**WHAT YOU ARE ASKED TO DO:** Copy every line from the records that holds the word "building".

Records from a collection
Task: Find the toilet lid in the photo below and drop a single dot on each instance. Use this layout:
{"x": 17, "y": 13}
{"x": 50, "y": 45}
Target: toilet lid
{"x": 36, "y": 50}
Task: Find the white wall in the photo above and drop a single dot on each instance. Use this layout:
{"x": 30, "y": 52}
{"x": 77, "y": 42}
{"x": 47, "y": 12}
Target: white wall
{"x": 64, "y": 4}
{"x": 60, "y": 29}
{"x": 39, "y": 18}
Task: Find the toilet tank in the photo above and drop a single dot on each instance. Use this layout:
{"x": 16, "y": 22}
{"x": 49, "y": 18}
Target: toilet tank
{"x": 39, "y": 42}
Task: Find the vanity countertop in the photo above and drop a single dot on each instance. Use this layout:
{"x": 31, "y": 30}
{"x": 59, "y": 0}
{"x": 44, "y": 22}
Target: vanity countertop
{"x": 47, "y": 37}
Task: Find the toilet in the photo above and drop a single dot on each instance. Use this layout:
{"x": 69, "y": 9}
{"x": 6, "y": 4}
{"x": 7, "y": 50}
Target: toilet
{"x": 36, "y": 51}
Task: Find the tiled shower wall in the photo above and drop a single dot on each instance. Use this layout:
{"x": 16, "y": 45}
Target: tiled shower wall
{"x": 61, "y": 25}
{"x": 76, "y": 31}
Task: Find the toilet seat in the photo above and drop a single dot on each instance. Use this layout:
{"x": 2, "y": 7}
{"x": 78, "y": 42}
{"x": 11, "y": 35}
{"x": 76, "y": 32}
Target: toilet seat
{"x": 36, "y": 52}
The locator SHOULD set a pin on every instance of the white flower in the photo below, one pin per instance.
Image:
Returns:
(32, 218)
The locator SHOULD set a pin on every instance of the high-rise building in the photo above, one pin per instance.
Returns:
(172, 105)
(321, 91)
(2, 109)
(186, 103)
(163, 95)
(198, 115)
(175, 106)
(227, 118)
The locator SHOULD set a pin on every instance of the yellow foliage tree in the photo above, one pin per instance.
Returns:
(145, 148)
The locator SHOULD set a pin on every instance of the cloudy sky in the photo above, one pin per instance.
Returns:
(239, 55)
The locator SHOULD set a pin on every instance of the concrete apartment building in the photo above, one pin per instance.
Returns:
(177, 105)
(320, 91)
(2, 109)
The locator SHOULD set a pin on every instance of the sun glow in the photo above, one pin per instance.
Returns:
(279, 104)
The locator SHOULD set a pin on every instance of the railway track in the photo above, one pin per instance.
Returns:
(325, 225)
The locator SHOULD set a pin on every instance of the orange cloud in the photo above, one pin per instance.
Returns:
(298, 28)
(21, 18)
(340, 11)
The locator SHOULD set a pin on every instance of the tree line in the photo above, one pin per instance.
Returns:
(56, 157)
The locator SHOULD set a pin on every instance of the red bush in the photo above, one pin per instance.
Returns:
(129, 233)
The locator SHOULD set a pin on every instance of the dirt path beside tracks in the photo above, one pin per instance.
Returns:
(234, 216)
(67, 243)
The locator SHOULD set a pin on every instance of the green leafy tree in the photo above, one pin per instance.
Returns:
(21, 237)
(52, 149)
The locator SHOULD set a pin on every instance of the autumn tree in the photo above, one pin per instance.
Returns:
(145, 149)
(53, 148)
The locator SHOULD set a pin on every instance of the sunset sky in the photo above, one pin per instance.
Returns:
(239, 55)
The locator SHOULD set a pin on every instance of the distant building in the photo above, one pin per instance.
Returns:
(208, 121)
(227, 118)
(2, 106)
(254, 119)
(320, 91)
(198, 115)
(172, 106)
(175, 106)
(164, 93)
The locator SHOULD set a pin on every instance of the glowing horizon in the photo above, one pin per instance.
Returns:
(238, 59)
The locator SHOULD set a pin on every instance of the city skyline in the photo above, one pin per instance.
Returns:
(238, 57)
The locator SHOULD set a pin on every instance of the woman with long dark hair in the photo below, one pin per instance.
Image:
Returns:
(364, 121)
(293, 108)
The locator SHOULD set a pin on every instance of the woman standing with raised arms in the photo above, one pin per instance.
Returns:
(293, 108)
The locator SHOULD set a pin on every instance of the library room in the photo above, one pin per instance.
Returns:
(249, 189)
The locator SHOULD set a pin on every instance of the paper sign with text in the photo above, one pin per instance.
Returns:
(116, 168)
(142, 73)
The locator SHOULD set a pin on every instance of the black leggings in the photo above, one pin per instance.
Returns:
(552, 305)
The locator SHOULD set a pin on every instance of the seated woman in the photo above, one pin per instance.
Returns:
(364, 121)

**EXERCISE RESPONSE:**
The locator SHOULD set a pin on every instance of the high-rise building in the photo above, one pin per instance.
The locator SHOULD set a pin on every instance of the concrete apartment building in the photo above, one pin per instance.
The locator SHOULD set a pin on every instance of the distant building in the photo above, one pin per instance.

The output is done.